━━━━━ Excerpted records ━━━━━

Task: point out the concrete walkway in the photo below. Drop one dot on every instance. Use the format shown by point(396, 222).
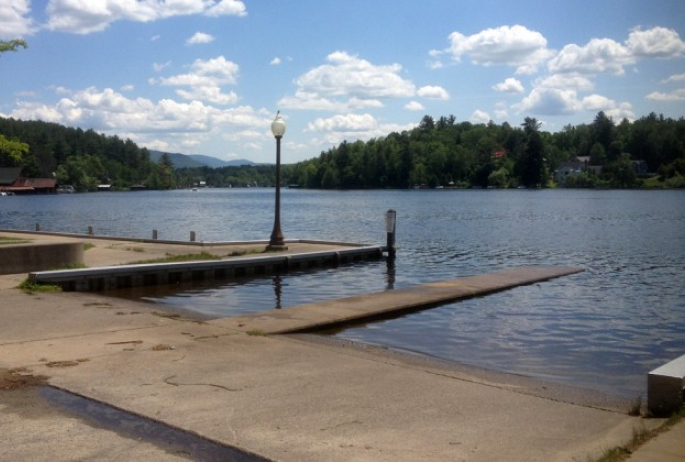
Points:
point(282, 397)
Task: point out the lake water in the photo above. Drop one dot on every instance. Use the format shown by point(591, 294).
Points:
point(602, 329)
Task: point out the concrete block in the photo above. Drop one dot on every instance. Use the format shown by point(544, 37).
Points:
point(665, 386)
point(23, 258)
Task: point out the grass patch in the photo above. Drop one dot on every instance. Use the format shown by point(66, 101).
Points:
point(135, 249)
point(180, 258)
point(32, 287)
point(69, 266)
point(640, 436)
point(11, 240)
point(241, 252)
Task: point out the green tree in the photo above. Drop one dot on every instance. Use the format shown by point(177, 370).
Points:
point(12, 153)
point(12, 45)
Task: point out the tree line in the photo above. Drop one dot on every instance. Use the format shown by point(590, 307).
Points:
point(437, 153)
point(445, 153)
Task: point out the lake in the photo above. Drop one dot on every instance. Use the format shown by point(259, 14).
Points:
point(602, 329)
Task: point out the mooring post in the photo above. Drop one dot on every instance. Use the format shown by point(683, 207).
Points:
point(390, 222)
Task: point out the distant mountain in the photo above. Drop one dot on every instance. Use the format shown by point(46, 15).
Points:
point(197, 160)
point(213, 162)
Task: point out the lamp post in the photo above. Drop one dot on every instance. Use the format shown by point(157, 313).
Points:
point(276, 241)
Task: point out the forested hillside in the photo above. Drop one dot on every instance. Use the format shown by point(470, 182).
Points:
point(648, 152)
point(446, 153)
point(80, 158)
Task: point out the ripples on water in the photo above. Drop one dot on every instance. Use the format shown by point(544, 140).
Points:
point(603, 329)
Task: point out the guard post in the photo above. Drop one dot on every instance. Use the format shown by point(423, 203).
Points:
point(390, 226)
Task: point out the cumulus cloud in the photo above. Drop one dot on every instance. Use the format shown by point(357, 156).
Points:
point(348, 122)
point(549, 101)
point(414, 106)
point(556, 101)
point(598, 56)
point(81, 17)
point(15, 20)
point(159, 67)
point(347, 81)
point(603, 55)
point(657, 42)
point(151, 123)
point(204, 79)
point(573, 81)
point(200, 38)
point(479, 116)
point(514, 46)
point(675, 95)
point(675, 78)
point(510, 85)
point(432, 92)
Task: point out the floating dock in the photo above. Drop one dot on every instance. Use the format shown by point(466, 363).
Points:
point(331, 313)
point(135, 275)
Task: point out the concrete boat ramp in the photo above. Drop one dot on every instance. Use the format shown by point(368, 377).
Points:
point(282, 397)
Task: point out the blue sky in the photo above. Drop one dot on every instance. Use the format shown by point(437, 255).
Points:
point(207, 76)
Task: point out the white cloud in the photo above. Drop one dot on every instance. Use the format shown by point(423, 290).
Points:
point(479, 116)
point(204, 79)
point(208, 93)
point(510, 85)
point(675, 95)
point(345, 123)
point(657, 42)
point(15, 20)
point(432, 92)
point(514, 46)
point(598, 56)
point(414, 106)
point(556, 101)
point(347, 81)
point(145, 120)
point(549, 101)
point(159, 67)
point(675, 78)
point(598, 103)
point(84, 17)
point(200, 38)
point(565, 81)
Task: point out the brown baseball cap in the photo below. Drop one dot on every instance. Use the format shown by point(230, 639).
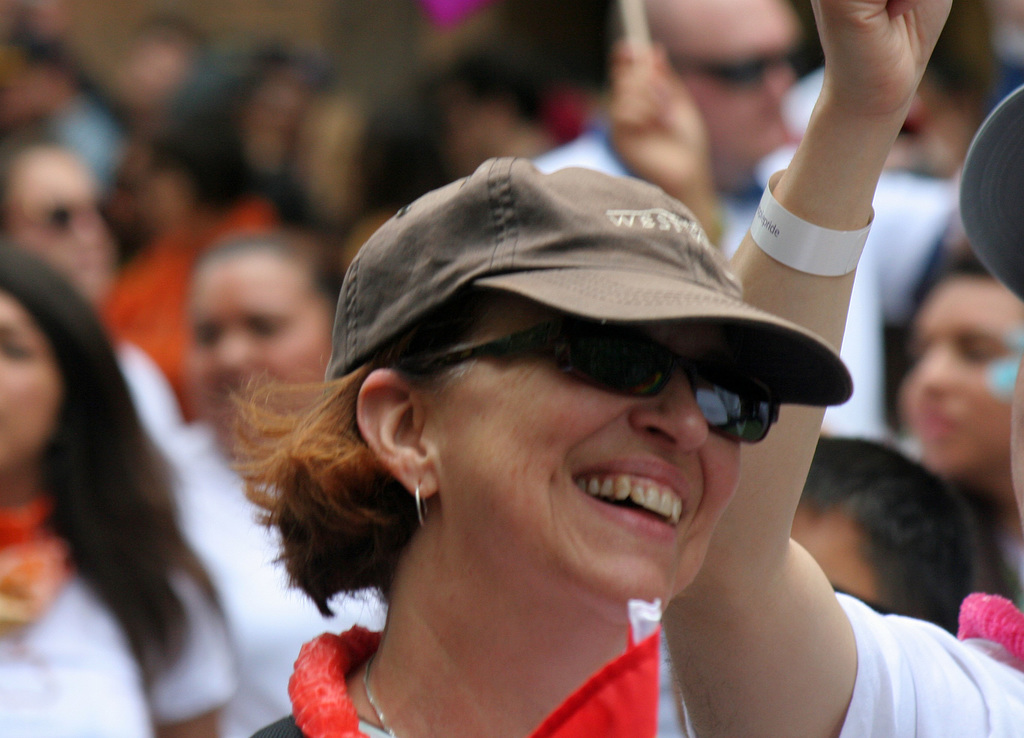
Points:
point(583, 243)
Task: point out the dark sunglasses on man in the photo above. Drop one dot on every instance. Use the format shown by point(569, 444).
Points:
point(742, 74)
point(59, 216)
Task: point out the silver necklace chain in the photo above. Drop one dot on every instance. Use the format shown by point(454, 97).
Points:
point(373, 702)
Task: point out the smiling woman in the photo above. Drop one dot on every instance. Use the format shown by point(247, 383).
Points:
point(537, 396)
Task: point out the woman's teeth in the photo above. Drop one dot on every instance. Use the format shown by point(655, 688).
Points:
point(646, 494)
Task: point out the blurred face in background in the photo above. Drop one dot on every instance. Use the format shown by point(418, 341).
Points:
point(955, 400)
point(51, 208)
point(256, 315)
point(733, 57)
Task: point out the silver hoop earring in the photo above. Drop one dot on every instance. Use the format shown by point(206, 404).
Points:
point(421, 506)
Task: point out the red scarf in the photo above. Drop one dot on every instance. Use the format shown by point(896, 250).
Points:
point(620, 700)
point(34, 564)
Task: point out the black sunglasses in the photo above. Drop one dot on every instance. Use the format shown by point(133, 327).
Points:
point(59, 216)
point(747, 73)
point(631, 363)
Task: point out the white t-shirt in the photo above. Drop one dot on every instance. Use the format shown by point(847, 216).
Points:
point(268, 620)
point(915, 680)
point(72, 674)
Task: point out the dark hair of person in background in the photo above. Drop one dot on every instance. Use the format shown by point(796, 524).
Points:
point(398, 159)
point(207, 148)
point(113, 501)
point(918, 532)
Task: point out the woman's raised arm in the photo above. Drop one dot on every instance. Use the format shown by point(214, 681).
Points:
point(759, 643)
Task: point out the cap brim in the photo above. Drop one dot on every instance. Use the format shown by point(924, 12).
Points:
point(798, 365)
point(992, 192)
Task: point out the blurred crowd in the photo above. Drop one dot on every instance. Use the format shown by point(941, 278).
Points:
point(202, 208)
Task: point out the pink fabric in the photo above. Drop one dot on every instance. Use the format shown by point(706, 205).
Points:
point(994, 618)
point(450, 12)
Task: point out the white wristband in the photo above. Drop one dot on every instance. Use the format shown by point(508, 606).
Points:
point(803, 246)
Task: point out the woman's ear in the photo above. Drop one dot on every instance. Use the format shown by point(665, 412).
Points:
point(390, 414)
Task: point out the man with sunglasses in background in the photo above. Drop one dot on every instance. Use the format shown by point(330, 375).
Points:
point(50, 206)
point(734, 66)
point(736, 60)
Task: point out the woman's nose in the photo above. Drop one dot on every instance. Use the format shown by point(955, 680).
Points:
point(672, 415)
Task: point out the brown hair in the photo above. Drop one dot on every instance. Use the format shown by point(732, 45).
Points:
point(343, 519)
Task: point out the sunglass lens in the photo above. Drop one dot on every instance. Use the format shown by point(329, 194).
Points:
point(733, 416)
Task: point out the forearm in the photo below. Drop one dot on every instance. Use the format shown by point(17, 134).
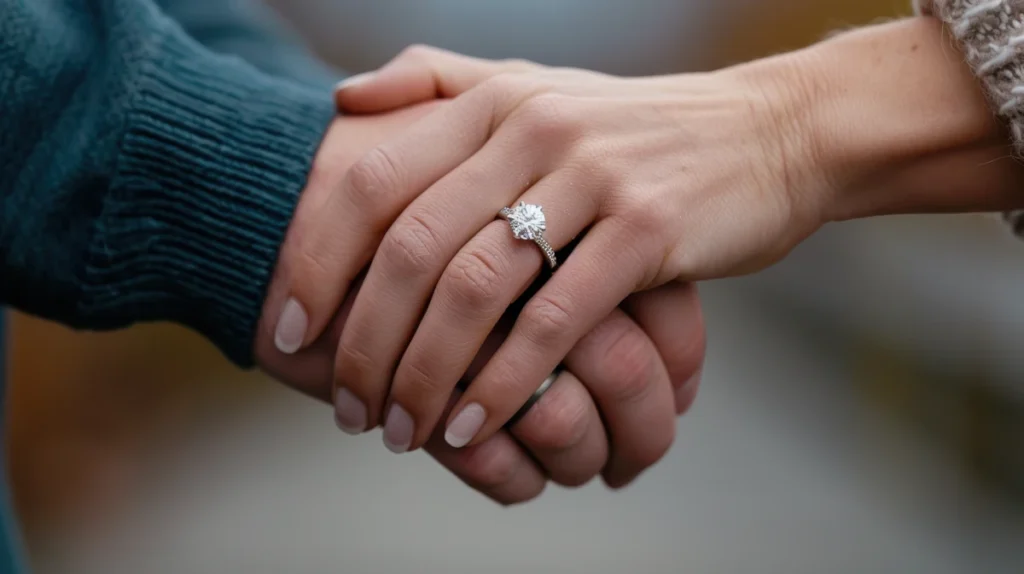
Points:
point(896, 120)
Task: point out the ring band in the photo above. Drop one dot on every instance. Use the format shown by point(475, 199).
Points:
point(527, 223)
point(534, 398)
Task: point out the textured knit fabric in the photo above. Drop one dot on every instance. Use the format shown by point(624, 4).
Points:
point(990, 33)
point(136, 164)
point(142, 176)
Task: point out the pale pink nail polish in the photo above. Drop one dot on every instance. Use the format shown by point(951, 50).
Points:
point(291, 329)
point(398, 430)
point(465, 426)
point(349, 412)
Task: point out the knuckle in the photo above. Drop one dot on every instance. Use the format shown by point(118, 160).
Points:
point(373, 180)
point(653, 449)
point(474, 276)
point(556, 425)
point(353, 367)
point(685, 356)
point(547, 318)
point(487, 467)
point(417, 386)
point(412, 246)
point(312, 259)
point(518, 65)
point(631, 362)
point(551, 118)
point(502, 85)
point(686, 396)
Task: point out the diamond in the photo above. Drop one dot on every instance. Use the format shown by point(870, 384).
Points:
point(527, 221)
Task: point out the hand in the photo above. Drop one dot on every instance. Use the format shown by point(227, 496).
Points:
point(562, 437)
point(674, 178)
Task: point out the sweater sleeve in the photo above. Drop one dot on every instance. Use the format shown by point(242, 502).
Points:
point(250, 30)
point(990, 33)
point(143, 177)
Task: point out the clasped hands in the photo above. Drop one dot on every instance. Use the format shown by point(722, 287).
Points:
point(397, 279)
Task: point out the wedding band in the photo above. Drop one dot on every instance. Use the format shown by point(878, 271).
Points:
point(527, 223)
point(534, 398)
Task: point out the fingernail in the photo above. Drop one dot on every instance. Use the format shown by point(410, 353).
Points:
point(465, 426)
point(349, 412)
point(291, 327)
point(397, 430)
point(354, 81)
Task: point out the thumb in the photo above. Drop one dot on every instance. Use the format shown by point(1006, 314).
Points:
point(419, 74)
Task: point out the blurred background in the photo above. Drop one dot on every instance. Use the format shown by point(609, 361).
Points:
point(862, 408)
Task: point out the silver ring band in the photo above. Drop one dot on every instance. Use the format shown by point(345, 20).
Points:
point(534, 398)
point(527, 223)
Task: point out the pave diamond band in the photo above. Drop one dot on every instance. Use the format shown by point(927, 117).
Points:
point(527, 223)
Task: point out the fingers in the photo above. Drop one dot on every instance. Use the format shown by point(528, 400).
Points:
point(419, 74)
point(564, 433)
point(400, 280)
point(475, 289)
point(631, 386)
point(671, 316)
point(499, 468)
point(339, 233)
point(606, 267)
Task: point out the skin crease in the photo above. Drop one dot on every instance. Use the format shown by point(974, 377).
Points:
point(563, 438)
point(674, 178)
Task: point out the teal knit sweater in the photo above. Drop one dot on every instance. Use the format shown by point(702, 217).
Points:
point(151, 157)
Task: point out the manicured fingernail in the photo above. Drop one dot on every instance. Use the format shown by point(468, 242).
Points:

━━━━━

=== Exercise ===
In the listing, from the line with "Task: point out the mooring" up to and including the line with "point(276, 241)", switch "distant mountain" to "far-off peak". Give back only those lines, with nothing else changed.

=== The answer ===
Task: point out the mooring post in the photo above. Drop one dot on every instance. Use the format shown by point(683, 207).
Points:
point(390, 222)
Task: point out the far-off peak in the photo above. Drop one dot on every instance. Use the format shown by point(46, 15).
Points:
point(197, 160)
point(213, 162)
Task: point out the lamp post in the photo above. Drop one dot on every instance. Use the format shown by point(157, 313).
Points:
point(276, 241)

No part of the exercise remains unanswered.